Records from a data source:
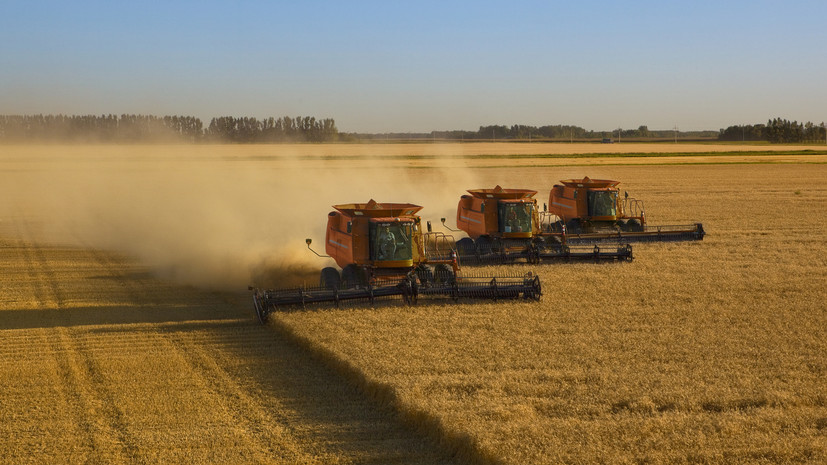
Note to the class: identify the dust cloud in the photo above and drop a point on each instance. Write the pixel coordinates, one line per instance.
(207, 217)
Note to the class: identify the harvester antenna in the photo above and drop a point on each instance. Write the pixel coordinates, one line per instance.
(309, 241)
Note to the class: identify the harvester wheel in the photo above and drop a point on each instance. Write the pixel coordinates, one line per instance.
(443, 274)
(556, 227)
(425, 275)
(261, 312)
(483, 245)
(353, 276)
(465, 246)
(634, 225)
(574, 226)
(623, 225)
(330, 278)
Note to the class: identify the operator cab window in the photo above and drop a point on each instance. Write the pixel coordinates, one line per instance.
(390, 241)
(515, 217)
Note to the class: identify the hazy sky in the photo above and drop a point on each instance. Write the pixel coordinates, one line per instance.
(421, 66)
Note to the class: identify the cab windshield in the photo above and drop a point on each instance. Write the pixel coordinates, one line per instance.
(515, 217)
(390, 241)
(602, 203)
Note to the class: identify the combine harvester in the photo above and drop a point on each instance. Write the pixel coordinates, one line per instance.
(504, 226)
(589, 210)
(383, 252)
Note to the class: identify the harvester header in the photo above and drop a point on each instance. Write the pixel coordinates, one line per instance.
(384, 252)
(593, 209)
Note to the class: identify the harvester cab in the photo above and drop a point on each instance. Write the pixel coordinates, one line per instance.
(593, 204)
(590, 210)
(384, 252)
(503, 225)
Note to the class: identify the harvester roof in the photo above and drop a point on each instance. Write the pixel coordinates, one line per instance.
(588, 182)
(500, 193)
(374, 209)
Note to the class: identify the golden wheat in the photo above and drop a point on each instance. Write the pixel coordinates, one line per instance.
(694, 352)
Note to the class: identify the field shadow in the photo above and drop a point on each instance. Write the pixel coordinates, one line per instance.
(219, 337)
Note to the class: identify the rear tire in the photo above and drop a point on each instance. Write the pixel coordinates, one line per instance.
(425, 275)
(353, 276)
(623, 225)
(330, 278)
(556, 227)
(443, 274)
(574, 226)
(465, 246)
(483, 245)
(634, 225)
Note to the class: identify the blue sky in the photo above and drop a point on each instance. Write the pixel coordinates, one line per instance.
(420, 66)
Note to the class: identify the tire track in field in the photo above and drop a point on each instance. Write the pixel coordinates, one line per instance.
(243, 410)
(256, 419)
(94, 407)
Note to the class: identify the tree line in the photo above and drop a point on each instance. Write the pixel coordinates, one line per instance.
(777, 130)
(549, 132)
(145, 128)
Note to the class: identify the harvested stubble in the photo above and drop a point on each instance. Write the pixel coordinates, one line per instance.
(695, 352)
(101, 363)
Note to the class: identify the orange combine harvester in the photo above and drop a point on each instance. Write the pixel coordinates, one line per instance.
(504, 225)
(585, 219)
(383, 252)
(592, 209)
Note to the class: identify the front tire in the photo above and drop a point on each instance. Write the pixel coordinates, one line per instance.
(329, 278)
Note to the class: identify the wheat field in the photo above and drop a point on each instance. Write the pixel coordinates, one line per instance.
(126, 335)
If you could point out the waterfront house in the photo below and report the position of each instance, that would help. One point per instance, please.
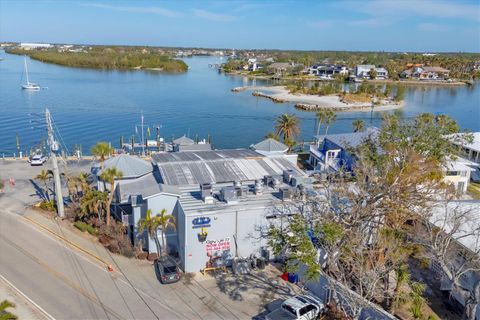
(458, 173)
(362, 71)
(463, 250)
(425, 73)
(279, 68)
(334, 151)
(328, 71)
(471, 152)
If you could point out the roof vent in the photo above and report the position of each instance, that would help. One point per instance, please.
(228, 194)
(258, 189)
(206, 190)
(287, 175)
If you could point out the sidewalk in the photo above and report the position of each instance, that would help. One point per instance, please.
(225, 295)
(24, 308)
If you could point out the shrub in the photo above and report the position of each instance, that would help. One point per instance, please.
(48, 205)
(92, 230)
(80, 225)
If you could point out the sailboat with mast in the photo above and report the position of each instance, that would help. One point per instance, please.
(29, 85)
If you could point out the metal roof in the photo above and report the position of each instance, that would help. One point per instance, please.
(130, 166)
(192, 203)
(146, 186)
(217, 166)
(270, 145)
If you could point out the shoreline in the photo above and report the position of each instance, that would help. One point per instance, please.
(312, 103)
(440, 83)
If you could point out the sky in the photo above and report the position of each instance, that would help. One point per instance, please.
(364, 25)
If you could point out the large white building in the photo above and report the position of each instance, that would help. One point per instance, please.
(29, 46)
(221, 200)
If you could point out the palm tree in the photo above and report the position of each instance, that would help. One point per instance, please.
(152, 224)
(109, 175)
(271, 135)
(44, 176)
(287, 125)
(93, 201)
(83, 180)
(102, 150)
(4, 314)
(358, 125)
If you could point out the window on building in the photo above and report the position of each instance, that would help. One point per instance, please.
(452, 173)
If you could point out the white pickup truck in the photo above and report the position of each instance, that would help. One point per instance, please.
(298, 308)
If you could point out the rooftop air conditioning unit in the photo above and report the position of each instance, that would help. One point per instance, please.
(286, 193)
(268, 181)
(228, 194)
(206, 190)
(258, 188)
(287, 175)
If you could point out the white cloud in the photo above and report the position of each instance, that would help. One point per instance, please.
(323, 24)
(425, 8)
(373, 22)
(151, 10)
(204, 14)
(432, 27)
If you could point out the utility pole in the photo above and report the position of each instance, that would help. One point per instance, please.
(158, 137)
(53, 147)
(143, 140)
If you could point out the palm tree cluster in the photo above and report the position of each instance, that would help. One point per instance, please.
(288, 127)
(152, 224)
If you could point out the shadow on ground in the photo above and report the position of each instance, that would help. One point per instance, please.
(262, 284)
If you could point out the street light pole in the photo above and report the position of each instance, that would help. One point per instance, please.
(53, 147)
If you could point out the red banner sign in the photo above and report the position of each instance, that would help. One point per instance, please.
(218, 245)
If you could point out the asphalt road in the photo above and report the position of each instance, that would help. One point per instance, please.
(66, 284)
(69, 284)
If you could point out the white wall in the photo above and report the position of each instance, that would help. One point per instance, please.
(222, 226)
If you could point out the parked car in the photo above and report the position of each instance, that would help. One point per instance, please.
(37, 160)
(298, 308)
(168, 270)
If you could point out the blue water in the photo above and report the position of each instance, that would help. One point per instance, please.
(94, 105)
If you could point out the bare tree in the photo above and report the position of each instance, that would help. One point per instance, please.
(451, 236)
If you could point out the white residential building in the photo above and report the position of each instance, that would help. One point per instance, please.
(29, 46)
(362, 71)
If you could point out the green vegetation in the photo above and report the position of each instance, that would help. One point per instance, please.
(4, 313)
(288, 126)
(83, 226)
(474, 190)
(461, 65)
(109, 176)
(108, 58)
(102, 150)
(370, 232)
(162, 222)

▶ _HOW TO COMPLETE THIS TASK_: Hand back the records above exactly as they are, pictures excluded.

▶ _EXERCISE ANSWER_:
Note to the class: identify the dust cloud in the photo above and drop a point on each instance. Write the pixel coordinates, one line per instance.
(207, 217)
Note to the class: identify the harvester antenna in the photo above and drop a point on each instance. Write the pixel coordinates, one line per instance.
(309, 241)
Note to the class: identify the harvester wheel in the photo above and drop a point on each instance. Write the pixel coordinates, one line per instance.
(443, 274)
(556, 227)
(425, 275)
(261, 312)
(483, 245)
(353, 276)
(465, 246)
(634, 225)
(574, 226)
(623, 225)
(330, 278)
Note to the class: identify the operator cab window in the photo above and drop a point on each instance. Write the pixel coordinates, one line per instance.
(390, 241)
(515, 217)
Note to the class: identify the hazy sky in the photo above and drop a point on each instance. Write the pixel coordinates, one line per instance.
(421, 66)
Note to the class: identify the cab windshield in the photo above and drop a point on each instance. Write the pixel coordinates, one line per instance.
(515, 217)
(390, 241)
(602, 203)
Note to the class: identify the combine harvester in the photo above and drop a point on each instance. Write the pixel coordinates, one line per instance.
(504, 226)
(589, 210)
(383, 252)
Note to the class: identify the harvester header in the photo above and drop a point on each instance. Write the pixel coordinates, one line per instance.
(384, 252)
(593, 209)
Note to the class: identify the harvester cab in the photo above and drop a point on each instance. Write the pixel coordinates, one line per instance.
(593, 204)
(590, 210)
(384, 252)
(503, 225)
Note to the class: identify the harvester roof in the photo above and drop a point on each instance. Write the pixel coordinates, one line per instance.
(588, 182)
(500, 193)
(374, 209)
Note to the class: identify the golden wheat in the photo above and drop a point on each instance. Write the pixel coordinates, one line per instance.
(694, 352)
Note to the class: identify the field shadow in the photo above and drop a point on each instance. Write the pixel coordinates, one line per instance.
(219, 337)
Note to the class: identify the rear tire in the photo above and drop a point on each instance. Write the pixel coordinates, one line per instance.
(425, 275)
(353, 276)
(623, 225)
(330, 278)
(556, 227)
(443, 274)
(574, 226)
(465, 246)
(483, 245)
(634, 225)
Note to the class: identify the blue sky in the photo above and drop a point on each instance. Write the pixel coordinates, one line per instance.
(420, 66)
Note to the class: identify the tire track in field in the photo above and drop a point on each instance. Write the pixel coordinates, one line per instance.
(243, 410)
(256, 419)
(94, 407)
Note to the class: identify the tree line in the photo above and drop a point on each instance. Write the pixel coordinates, one line per instance.
(777, 130)
(549, 132)
(145, 128)
Note to the class: identify the harvested stubble in the photo above and drop a point on each instance. Write the pixel coordinates, one line per instance.
(695, 352)
(101, 363)
Note to the class: identify the orange combine harvester in the photo above and drop a point on each instance. Write the pixel coordinates, one line per instance.
(504, 225)
(585, 219)
(383, 252)
(592, 209)
Note to the class: identify the front tire in the photo above and drop a point on each instance. Write the pixel coordinates, one line per instance.
(329, 278)
Note to the class: identify the wheat field in the photo above and drop a point on each instance. Write the pixel coordinates, one line per instance.
(126, 335)
If you could point out the waterfront house in the photo below and report the position of each instance, that would help. One point per instance, please.
(458, 173)
(362, 71)
(463, 250)
(425, 73)
(279, 68)
(334, 151)
(328, 71)
(471, 152)
If you could point out the roof vent in the photo above and report the position of each instance, that would help. One point per instance, please.
(228, 194)
(258, 189)
(206, 190)
(287, 175)
If you could point out the sidewalk in the photo above and report the position of each instance, that would help. One point per instance, please.
(225, 295)
(24, 308)
If you could point out the shrub in the photo above and report the position of each instance, that would help. One point per instance, please.
(48, 205)
(92, 230)
(80, 225)
If you could point out the sailboat with mast in the photo above and report the position of each instance, that would help. One point per instance, please.
(29, 85)
If you could point out the metal roof in the photo above and report the position of each instance, that would help. One point per instance, please.
(130, 166)
(192, 203)
(146, 186)
(217, 166)
(270, 145)
If you could point out the shoreline in the photo above and report the position of each instance, that would help. One point per instance, please.
(312, 103)
(440, 83)
If you could point out the sky in the photo above and report the position of each instance, that would help. One point per instance, please.
(364, 25)
If you could point out the large white building in the photo above and report the position of each instance, that would help. One point per instance, please.
(29, 46)
(221, 200)
If you could point out the palm tree in the photo above and report the position of each instance, that would help. One point per instance, please.
(152, 224)
(109, 175)
(271, 135)
(44, 176)
(287, 125)
(93, 201)
(83, 180)
(102, 150)
(4, 314)
(358, 125)
If you could point out the window on building in the photo above and report the position of each instance, that would help. One point per instance, please.
(452, 173)
If you could point out the white pickup truck in the photo above and report the position of each instance, that would help. One point per instance, please.
(298, 308)
If you could point out the rooftop air conditioning unit in the photo above and report the position of each instance, that would help. One point per instance, please.
(286, 193)
(268, 181)
(228, 194)
(206, 190)
(258, 188)
(287, 175)
If you could point out the white cloud in the photo above and report the position of each instance, that would help. One point per instance, please.
(323, 24)
(425, 8)
(373, 22)
(151, 10)
(204, 14)
(432, 27)
If you could point out the utility pole in the photo above and report the position of each instance, that would help. One point per instance, please.
(158, 137)
(53, 147)
(143, 140)
If you could point out the palm tree cluster in the photo above and report the position of each instance, that would help. One point per instance, please.
(288, 127)
(152, 224)
If you could point out the shadow on ground in the photo above and report the position of each instance, that would help. One point per instance, please.
(262, 284)
If you could point out the street light pole in the photo above and report the position of each instance, that would help. One point per instance, please.
(53, 147)
If you could point out the red banner sign in the photo above and report the position of each instance, that would help. One point per instance, please.
(218, 245)
If you could point out the asphalt road in the photo above and report the position of each instance, that would help. One point per instance, please.
(66, 284)
(69, 284)
If you could point out the white wall in the photo above and report the position of each instance, that would help. One point per instance, please.
(222, 226)
If you could point out the parked car in the photo above and report the position of each instance, that would help. One point per instance, please.
(37, 160)
(298, 308)
(168, 270)
If you could point out the blue water in the photo above and report the position of each instance, that would help. One point per instance, please.
(94, 105)
If you could point out the bare tree in the photo above and report the position of each instance, that would help. One point per instance, please.
(451, 236)
If you could point out the white residential building in the photo above and report the position of each instance, that would help. One point per instance, please.
(29, 46)
(362, 71)
If you could point out the green vegetation in the photo above and report the position of each instance, that would help. One point per instance, please.
(4, 313)
(288, 126)
(83, 226)
(474, 190)
(461, 65)
(109, 176)
(108, 58)
(102, 150)
(370, 232)
(162, 222)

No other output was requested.